| Brief |
Set down the listing below verbatim, from the line containing "white face mask" through the line containing "(593, 489), (719, 626)", both included.
----- Items
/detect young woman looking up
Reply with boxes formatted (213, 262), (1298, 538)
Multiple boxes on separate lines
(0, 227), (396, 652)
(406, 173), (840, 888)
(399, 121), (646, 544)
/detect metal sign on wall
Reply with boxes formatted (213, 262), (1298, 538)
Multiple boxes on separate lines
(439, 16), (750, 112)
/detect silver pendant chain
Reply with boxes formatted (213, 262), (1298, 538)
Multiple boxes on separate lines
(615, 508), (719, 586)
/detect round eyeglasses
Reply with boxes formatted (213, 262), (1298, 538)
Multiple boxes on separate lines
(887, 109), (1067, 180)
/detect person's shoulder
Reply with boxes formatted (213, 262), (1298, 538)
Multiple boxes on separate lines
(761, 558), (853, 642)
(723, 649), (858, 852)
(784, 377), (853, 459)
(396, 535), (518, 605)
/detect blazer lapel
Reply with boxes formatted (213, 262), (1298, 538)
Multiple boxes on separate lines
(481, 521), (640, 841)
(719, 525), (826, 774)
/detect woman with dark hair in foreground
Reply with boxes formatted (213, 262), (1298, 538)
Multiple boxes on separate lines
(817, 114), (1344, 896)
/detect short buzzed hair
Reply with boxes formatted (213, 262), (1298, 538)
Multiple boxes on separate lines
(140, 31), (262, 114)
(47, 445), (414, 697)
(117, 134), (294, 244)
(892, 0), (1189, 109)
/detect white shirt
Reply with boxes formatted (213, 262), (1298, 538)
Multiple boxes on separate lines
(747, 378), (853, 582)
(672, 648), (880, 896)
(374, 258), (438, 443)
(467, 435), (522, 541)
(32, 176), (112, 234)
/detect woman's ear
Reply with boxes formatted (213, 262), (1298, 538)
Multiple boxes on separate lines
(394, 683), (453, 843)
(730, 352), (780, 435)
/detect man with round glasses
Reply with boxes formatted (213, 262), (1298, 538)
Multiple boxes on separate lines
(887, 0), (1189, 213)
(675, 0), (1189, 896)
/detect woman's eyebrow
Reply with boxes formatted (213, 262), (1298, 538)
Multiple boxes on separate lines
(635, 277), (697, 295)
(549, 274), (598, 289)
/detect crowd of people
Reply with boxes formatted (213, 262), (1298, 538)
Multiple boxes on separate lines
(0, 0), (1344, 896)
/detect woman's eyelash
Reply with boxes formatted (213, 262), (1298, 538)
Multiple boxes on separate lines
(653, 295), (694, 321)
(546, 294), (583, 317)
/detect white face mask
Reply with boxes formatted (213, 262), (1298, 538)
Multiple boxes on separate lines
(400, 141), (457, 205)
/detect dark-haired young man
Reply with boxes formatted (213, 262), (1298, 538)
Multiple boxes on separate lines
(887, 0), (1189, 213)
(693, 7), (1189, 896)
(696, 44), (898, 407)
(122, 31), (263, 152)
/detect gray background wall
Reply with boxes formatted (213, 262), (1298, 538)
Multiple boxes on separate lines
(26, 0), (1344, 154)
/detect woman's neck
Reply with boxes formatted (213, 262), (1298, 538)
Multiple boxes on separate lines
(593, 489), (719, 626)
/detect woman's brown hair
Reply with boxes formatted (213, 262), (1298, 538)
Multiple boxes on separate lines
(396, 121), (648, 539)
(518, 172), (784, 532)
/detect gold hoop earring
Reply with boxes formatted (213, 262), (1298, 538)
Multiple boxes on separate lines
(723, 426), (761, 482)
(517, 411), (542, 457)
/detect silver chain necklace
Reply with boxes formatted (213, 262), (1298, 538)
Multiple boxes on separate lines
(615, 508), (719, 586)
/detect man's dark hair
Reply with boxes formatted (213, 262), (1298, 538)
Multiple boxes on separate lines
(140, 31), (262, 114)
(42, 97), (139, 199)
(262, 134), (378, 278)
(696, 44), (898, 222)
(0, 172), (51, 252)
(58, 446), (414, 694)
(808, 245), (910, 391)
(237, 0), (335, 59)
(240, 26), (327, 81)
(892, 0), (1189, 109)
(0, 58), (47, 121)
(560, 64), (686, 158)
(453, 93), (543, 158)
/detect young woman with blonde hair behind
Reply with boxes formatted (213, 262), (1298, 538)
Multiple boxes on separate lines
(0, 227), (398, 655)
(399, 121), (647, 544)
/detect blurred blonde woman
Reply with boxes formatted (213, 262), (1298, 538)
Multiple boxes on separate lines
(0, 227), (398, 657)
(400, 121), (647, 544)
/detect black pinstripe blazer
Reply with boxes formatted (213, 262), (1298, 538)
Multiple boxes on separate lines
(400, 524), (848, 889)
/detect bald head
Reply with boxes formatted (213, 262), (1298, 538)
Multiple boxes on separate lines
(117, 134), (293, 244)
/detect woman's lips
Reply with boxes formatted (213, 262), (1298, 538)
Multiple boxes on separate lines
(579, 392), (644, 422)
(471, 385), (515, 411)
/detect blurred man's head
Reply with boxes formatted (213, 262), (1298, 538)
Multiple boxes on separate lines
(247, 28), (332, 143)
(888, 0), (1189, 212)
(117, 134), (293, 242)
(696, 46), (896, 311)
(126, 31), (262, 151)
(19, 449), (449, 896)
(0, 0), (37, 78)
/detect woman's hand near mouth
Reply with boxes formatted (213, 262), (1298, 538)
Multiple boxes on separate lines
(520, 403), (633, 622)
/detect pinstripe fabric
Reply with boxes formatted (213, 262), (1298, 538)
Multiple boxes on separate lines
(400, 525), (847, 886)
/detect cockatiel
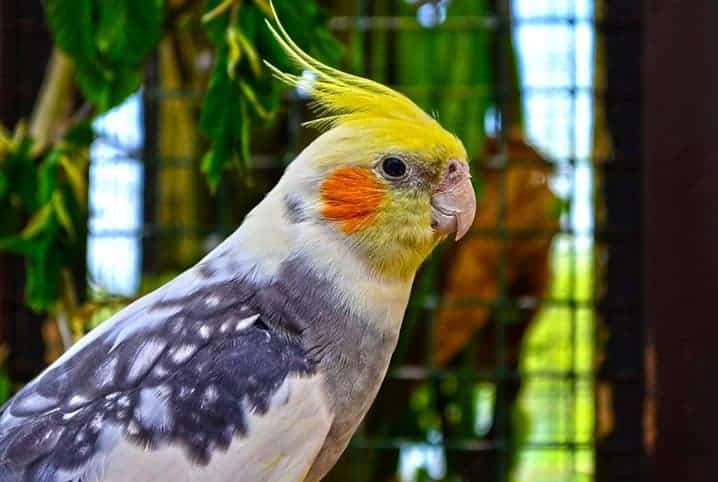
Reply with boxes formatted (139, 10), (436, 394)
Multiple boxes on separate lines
(0, 7), (476, 482)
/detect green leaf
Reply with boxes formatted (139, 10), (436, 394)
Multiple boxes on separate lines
(200, 0), (339, 189)
(60, 156), (87, 204)
(0, 172), (10, 201)
(46, 0), (164, 112)
(45, 0), (96, 66)
(22, 203), (53, 239)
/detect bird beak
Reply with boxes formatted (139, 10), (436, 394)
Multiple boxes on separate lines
(431, 159), (476, 241)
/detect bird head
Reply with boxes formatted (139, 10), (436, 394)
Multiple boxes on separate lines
(267, 9), (476, 278)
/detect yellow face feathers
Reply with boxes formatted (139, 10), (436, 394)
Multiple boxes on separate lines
(265, 5), (466, 159)
(267, 5), (473, 279)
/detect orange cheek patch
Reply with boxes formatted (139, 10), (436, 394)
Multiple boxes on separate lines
(319, 167), (386, 234)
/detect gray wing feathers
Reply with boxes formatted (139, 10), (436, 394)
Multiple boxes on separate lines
(0, 270), (315, 482)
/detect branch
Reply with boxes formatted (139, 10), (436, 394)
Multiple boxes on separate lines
(30, 47), (74, 155)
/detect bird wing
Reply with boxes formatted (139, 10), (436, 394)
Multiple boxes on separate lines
(0, 269), (331, 482)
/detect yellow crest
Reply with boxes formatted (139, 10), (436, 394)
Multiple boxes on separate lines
(265, 4), (466, 158)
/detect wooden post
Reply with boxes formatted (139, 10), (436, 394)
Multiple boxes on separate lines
(643, 0), (718, 482)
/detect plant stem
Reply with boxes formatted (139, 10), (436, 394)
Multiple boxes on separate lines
(30, 47), (74, 155)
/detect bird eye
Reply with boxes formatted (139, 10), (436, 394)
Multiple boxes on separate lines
(381, 157), (407, 179)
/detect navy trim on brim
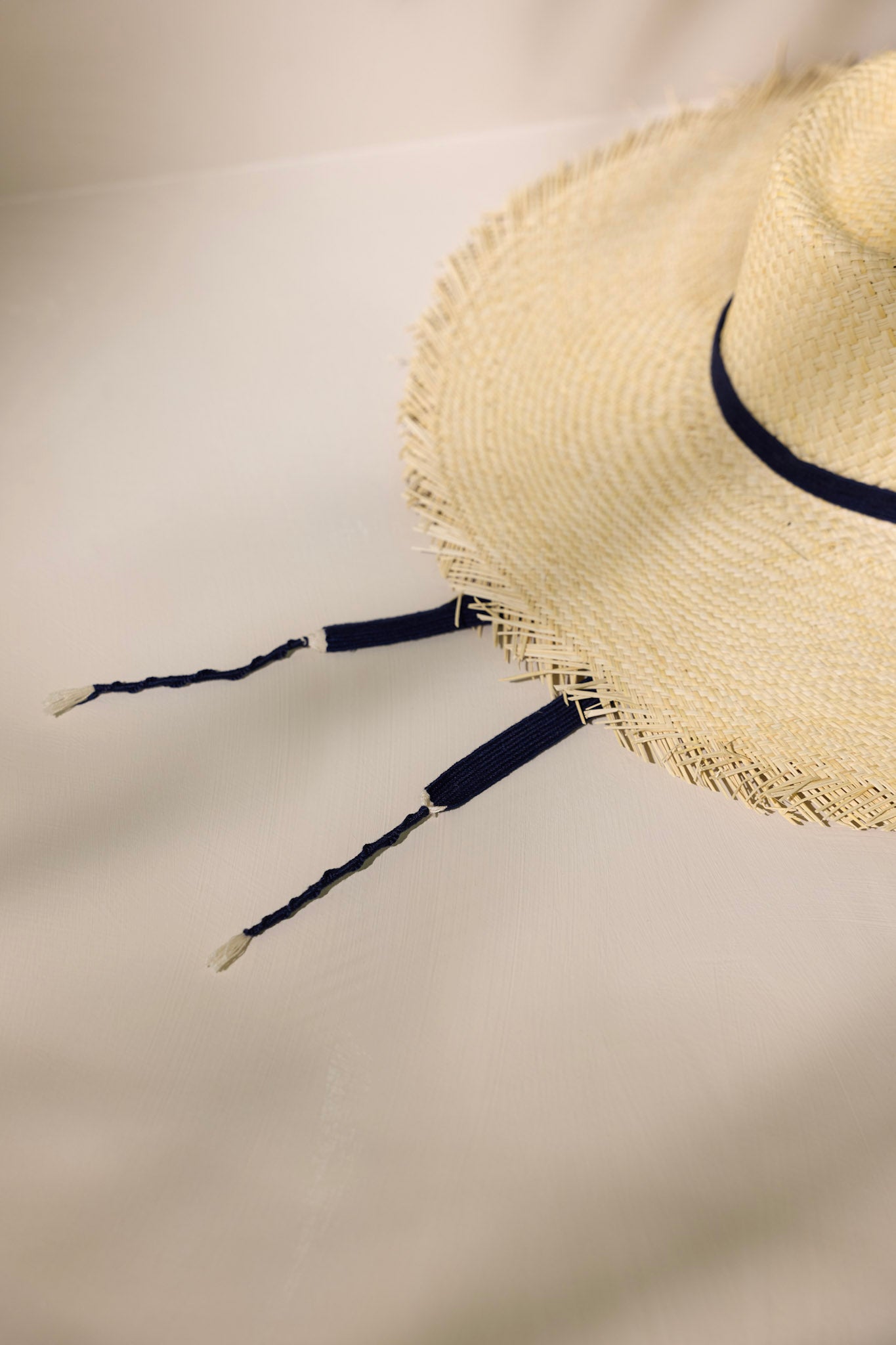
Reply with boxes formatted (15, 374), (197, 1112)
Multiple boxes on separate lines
(710, 295), (896, 523)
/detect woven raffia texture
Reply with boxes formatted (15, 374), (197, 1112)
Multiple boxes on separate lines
(402, 55), (896, 829)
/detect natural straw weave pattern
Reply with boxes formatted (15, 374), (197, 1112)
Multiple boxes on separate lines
(402, 55), (896, 830)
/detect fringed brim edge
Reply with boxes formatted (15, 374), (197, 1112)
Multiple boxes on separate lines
(399, 62), (896, 830)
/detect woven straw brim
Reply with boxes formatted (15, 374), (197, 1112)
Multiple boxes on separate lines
(402, 67), (896, 829)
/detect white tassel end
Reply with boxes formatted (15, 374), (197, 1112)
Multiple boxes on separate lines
(208, 933), (253, 971)
(421, 789), (447, 818)
(43, 686), (94, 718)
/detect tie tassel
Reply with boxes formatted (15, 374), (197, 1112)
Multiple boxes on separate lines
(45, 597), (484, 718)
(43, 686), (96, 720)
(208, 697), (601, 971)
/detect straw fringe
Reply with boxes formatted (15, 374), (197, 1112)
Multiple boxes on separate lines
(399, 58), (896, 830)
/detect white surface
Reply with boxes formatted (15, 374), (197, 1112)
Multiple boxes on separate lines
(0, 0), (896, 194)
(0, 123), (896, 1345)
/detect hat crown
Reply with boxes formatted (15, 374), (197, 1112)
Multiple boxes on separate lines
(723, 53), (896, 489)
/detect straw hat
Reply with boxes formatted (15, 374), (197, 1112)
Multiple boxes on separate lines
(402, 53), (896, 830)
(47, 54), (896, 971)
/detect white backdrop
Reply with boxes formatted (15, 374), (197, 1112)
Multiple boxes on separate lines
(0, 5), (896, 1345)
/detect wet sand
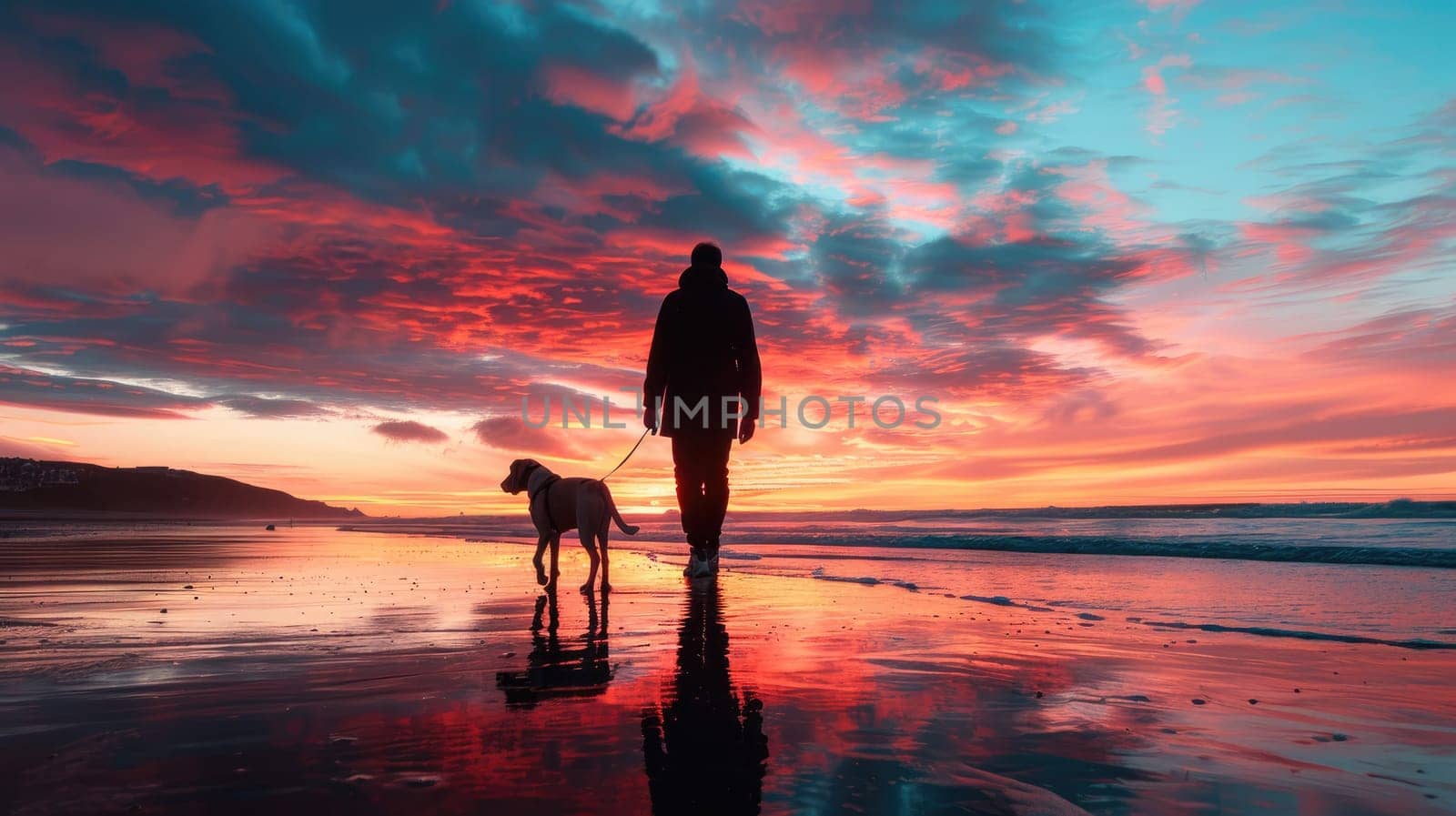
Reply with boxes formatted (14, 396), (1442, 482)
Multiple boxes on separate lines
(0, 528), (1456, 814)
----------
| Full output |
/detect white face mask
Reply with boxes formatted (213, 262), (1298, 538)
Multiple boxes on separate lines
(400, 141), (457, 205)
/detect dark-haired young man
Reply with boxes formatted (213, 262), (1298, 538)
Multiple boxes on separate lines
(887, 0), (1189, 213)
(693, 7), (1189, 896)
(696, 44), (898, 407)
(122, 31), (263, 152)
/detect gray background wall
Reply with boxes formatted (213, 262), (1298, 538)
Multiple boxes on separate lines
(26, 0), (1344, 154)
/detect woman's neck
Reply with boxes formatted (213, 262), (1298, 538)
Multiple boxes on separate lines
(593, 489), (719, 626)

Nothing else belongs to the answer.